In the forum thread about Carma's BH title below, reproduce word for word the passage that opens with the words containing "## Cassidy's Mom" and closes with "Well done, congrats!".

[Quoted text]

:::

# Carma vom Oz Haus - BH!!!



## GatorDog (Aug 17, 2011)

Carmy got her BH yesterday at Merrimack Valley Working Dog Club under SVF Judge Fintan Lalor. He gave us an absolutely wonderful critique (that I posted at the end of our video). I am very, very happy with her 

https://www.youtube.com/watch?v=U-SfVnKccfQ&list=UUej_BHg9iAW0obB7jQfr89w

Carma's BH-5/24/14 by Gator_Dog, on Flickr

Carma's BH-5/24/14 by Gator_Dog, on Flickr

Carma's BH-5/24/14 by Gator_Dog, on Flickr

Carma's BH-5/24/14 by Gator_Dog, on Flickr

Carma's BH-5/24/14 by Gator_Dog, on Flickr

Carma's BH-5/24/14 by Gator_Dog, on Flickr

Carma's BH-5/24/14 by Gator_Dog, on Flickr

Carma's BH-5/24/14 by Gator_Dog, on Flickr

Long down
Carma's BH-5/24/14 by Gator_Dog, on Flickr

Very proud of my girl :wub:
Carma's BH-5/24/14 by Gator_Dog, on Flickr


----------



## LaRen616 (Mar 4, 2010)

Congrats to you and Carma!!!!! 

Excellent job!


----------



## GatorDog (Aug 17, 2011)

I tried to embed the youtube link and it didn't work, so I'll attach the Vimeo link as well, which leads to my current Vimeo channel. (I try not to use youtube anymore)

https://vimeo.com/96366855


----------



## Cassidy's Mom (Mar 30, 2003)

Very cool, congrats! BTW, on the youtube link - it will embed if you take out the 's' so it just reads http: before you copy and paste it.


----------



## RTC (Apr 20, 2014)

Well done, congrats!


----------



## abakerrr (Aug 8, 2008)

Huge congrats!! Less than two weeks away... Cant wait to see u both!!


----------



## gsdsar (May 21, 2002)

Congrats!!! Great job to both of you!!!! 


You look so in tune!!! A very happy team!!! 


Can I ask a quick question? How much of a "stop" are you allowed for the sit and down in motion? It used to be none, but I know the rule has changed. 


Sent from Petguide.com Free App


----------



## onyx'girl (May 18, 2007)

Hard work paying off! Congrats to you and Carma!
You sure do have alot of opportunities to trial way up there in the East!

:::

[Data entries]
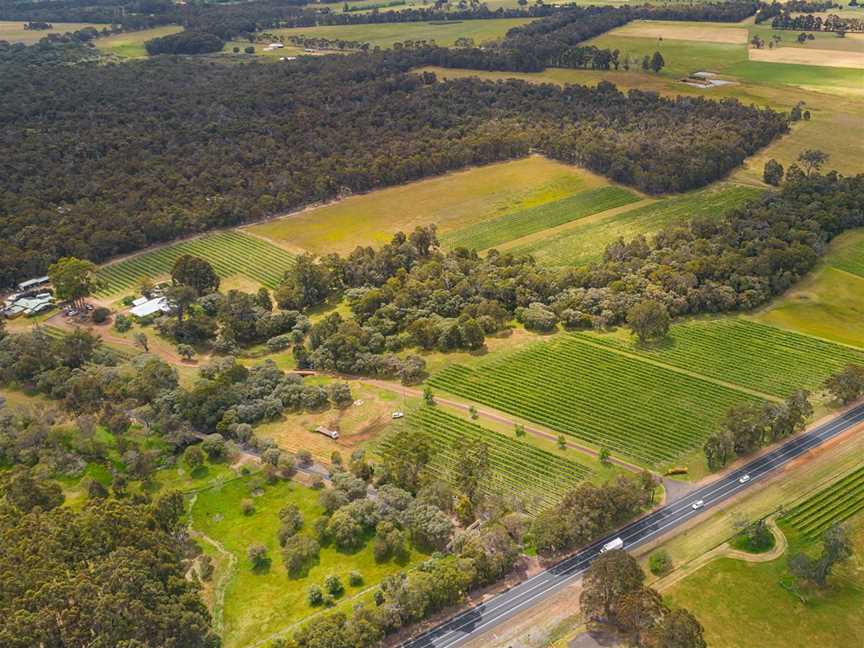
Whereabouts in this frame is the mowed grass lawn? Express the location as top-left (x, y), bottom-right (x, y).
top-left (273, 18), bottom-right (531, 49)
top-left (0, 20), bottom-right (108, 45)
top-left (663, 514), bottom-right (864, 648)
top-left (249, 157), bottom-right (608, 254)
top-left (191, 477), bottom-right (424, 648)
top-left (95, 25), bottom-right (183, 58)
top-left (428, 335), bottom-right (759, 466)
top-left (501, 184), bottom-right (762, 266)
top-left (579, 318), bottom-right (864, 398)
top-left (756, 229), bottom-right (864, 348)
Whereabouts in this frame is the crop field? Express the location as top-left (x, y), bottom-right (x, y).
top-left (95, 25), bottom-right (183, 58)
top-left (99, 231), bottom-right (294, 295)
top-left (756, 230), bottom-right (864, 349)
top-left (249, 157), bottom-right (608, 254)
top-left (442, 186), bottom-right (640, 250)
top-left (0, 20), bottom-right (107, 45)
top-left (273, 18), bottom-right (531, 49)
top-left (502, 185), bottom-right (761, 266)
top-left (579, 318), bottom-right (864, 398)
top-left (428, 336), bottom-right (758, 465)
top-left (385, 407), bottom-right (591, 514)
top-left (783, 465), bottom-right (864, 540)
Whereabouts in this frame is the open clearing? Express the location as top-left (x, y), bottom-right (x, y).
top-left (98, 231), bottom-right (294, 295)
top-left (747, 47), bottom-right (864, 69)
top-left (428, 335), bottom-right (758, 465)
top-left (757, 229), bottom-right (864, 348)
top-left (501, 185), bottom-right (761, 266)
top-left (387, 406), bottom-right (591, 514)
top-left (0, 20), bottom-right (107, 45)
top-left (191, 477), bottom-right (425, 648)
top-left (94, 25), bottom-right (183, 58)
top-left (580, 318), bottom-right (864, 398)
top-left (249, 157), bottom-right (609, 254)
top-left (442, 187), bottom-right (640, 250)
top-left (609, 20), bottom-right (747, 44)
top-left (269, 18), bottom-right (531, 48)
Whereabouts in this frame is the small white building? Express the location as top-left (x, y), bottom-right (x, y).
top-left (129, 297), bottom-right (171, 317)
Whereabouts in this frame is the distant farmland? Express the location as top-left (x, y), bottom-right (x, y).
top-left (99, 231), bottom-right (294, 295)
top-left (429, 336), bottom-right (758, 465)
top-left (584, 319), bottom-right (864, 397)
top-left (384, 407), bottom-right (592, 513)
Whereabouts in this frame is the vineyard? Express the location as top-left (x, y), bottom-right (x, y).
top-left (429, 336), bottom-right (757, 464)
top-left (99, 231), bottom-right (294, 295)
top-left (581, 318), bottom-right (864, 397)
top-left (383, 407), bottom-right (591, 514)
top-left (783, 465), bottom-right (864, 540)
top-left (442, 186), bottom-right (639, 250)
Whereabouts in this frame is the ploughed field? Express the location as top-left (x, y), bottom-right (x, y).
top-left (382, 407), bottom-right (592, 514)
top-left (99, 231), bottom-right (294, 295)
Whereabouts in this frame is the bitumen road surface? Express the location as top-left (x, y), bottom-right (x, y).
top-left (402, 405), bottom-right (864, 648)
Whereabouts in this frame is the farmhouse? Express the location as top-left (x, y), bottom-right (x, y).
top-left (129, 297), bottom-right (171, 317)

:::

[Solution to the problem]
## Cassidy's Mom (Mar 30, 2003)

Very cool, congrats! BTW, on the youtube link - it will embed if you take out the 's' so it just reads http: before you copy and paste it.


----------



## RTC (Apr 20, 2014)

Well done, congrats!